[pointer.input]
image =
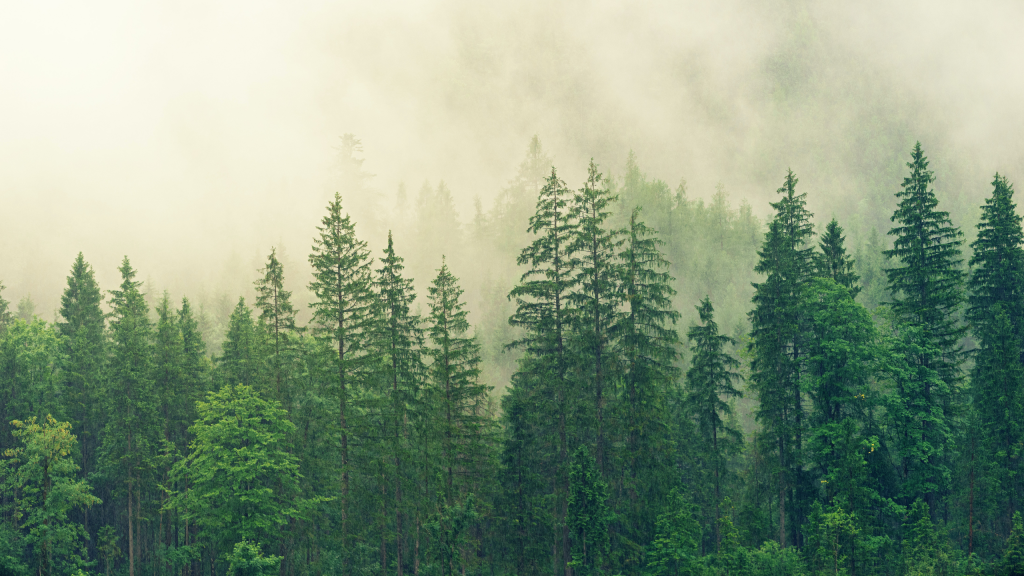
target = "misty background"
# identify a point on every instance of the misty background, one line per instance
(195, 136)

****************

Work instructions:
Each entry above must be restated word for word; the pictures stay out of the copy.

Reply to the task:
[pointer.input]
image =
target = "misty background"
# identify a point on every instance of the misty background, one line per instance
(195, 136)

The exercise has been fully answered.